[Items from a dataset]
[BEGIN]

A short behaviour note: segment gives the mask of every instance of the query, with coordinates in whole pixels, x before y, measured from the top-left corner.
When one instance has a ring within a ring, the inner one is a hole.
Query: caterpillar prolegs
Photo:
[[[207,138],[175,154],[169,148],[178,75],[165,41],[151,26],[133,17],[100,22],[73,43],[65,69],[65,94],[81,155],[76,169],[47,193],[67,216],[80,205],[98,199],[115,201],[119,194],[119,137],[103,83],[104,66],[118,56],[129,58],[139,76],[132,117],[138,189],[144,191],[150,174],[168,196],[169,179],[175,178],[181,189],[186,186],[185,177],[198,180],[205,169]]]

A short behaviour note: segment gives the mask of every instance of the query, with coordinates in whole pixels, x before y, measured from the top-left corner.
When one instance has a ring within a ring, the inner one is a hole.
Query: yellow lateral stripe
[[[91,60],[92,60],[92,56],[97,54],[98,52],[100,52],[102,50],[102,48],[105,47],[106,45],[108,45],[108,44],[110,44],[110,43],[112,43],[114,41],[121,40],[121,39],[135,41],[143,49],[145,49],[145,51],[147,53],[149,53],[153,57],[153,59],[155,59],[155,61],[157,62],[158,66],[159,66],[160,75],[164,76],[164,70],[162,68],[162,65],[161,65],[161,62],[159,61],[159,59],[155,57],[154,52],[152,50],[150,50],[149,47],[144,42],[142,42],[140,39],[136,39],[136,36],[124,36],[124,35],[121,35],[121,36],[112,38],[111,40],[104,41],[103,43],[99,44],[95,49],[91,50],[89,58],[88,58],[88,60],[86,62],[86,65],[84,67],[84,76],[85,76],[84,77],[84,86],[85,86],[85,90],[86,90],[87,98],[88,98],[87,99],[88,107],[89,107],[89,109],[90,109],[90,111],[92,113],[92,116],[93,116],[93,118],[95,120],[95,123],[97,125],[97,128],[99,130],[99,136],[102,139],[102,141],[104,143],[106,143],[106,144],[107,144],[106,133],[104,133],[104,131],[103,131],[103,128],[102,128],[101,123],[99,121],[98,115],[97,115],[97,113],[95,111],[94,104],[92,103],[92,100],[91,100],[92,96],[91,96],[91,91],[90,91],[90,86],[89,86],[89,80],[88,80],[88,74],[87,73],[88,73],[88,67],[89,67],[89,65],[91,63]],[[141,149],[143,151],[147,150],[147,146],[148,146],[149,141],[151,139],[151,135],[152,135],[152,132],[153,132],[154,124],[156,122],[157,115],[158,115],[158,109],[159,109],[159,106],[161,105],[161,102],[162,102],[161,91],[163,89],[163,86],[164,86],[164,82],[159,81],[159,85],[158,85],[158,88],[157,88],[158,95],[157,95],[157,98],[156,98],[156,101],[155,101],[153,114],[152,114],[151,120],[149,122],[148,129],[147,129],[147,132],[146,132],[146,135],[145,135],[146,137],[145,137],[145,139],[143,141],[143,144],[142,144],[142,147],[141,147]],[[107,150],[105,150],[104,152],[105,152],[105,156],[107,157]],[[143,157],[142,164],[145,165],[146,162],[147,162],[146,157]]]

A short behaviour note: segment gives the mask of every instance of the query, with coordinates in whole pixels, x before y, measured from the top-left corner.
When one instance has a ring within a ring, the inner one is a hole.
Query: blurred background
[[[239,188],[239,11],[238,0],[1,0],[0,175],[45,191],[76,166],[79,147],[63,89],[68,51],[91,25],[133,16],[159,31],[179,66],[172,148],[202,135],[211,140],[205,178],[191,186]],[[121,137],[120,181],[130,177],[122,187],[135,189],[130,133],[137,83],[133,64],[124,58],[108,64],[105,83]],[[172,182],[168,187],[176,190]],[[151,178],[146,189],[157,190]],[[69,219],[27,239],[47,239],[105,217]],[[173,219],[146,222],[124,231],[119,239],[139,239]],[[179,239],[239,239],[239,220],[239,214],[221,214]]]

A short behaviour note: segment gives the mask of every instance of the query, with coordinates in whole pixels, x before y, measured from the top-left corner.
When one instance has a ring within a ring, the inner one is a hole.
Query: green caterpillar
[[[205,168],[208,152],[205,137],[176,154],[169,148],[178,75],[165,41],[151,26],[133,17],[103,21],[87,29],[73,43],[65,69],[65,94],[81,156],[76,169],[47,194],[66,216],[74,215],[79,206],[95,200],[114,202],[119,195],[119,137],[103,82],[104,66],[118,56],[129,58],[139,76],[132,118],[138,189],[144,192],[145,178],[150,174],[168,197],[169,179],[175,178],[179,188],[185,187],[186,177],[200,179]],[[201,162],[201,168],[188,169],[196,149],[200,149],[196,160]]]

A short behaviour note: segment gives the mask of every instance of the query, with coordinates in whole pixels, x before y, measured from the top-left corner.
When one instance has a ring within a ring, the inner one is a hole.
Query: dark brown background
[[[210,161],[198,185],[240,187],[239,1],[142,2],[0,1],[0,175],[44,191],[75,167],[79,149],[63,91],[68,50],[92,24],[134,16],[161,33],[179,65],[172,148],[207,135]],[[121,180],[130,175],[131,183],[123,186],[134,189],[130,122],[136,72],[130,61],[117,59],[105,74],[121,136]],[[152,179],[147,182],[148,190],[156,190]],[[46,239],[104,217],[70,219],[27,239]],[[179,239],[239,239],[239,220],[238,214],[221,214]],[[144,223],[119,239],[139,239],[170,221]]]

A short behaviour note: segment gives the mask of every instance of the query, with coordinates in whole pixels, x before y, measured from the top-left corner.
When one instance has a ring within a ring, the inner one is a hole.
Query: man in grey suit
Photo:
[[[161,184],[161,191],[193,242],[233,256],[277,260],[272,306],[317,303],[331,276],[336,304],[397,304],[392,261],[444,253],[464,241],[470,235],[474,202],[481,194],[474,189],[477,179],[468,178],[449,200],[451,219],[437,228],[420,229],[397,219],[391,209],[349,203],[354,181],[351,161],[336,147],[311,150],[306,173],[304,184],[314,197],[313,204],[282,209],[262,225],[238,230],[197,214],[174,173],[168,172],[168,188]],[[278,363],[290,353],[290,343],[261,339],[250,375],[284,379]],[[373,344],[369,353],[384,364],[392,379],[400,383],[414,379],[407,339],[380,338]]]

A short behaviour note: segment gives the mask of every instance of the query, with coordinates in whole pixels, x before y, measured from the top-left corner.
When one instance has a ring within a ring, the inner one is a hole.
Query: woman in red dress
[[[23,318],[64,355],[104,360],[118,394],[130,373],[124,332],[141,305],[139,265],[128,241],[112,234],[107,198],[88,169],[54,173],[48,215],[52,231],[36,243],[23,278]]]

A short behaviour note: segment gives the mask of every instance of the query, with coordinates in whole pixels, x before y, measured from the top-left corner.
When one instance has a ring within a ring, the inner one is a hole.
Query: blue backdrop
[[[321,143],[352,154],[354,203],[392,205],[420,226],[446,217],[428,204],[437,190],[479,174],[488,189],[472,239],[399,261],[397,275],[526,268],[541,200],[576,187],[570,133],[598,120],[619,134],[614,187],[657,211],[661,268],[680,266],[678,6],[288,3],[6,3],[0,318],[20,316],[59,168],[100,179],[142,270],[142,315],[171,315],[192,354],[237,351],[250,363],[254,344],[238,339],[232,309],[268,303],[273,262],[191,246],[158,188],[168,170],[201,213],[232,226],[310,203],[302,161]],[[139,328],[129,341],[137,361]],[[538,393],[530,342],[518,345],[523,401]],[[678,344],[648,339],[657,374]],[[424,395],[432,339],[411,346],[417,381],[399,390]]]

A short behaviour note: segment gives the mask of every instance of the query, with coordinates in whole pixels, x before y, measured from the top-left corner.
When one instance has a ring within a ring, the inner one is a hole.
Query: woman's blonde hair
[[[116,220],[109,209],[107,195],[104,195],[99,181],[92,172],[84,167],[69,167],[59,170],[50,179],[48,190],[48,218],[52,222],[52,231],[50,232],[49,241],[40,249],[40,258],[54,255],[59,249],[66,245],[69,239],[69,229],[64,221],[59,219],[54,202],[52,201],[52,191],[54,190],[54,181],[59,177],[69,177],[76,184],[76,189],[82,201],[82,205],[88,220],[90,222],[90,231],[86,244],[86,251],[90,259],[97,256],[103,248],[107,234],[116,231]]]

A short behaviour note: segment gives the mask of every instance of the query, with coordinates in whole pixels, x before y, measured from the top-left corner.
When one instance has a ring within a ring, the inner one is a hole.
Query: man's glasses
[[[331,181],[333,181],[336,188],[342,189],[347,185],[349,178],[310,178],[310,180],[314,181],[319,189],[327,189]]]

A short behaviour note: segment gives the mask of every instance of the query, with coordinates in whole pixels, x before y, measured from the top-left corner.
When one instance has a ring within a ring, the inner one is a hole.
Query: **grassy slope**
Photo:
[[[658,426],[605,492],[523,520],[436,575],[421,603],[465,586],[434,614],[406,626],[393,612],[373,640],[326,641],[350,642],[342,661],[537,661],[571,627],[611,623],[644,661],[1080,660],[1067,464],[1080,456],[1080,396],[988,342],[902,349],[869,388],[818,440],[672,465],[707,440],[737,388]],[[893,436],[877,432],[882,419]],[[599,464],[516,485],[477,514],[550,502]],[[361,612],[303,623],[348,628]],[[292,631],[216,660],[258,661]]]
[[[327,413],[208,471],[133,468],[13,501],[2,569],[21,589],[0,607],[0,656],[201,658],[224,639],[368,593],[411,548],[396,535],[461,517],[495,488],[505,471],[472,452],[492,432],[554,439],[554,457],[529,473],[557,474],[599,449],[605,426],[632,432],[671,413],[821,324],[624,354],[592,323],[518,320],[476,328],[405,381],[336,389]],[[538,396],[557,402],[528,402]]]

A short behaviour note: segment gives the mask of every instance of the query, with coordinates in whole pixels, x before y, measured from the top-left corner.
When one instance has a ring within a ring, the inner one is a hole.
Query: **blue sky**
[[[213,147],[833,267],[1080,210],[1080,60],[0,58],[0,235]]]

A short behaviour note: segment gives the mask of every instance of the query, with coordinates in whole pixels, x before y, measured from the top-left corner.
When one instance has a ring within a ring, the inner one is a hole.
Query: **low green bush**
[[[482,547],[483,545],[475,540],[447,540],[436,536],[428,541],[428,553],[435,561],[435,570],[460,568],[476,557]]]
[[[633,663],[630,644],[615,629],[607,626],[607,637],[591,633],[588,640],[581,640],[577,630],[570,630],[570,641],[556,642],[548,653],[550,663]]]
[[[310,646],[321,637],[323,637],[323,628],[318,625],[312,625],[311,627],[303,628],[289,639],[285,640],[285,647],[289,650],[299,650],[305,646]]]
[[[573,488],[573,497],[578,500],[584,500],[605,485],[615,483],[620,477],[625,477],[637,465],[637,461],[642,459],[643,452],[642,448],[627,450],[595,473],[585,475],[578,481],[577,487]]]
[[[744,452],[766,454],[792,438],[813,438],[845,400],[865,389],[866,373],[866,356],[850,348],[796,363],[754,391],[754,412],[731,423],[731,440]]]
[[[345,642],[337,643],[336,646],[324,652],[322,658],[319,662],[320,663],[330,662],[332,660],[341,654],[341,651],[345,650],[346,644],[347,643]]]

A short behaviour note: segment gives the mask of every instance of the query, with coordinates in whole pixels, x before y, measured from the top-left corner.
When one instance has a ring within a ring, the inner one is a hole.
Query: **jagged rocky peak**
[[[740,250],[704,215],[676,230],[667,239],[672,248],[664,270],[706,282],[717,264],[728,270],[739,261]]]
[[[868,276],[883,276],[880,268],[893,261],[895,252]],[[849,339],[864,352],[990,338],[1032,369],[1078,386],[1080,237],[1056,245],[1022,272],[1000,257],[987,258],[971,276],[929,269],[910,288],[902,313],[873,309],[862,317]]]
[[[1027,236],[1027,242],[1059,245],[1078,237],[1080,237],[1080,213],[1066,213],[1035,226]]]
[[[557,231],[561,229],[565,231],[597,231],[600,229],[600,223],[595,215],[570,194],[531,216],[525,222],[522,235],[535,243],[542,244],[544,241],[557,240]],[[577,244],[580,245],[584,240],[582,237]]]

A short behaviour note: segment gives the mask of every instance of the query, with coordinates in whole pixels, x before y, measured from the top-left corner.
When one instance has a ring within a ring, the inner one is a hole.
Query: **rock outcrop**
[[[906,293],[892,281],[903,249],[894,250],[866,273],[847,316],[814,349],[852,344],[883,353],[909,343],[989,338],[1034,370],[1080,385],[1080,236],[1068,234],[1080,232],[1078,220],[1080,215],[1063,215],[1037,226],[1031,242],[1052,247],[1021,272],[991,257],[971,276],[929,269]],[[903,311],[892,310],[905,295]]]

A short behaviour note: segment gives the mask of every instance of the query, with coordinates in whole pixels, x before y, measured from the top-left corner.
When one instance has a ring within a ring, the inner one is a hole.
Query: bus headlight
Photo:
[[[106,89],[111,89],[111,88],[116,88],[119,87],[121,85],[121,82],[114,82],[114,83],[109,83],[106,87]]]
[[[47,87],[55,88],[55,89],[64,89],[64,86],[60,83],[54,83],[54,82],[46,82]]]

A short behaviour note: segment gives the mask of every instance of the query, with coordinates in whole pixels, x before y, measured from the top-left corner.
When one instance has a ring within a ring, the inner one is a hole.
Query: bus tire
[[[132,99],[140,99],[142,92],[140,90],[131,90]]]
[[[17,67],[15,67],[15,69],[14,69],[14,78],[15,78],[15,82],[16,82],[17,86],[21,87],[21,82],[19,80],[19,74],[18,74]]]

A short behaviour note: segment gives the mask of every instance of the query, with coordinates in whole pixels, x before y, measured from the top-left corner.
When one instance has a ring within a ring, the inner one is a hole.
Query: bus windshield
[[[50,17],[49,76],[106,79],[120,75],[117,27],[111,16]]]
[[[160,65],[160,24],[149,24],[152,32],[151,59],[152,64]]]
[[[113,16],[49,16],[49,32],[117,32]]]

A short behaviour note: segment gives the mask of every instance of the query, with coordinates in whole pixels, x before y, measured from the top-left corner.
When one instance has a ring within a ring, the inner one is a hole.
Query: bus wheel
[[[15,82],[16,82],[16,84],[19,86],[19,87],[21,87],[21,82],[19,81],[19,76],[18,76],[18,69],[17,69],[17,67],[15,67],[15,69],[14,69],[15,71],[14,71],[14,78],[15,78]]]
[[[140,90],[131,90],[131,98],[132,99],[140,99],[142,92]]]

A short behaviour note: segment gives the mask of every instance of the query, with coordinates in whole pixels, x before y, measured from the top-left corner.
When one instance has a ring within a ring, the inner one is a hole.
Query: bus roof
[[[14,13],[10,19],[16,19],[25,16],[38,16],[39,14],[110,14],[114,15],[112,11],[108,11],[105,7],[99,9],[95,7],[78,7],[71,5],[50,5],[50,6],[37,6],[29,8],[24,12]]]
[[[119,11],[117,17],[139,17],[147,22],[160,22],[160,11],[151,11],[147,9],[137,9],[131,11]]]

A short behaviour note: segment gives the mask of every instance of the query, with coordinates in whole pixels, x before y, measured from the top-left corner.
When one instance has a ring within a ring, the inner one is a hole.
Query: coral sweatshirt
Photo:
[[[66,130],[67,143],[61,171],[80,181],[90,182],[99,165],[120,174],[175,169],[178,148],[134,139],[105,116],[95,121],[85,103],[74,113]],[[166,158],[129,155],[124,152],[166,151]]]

[END]

Locate every line above that contains the word "caterpillar" and copy each one out, treating uppercase and lowercase letters as different.

Query: caterpillar prolegs
Query: green caterpillar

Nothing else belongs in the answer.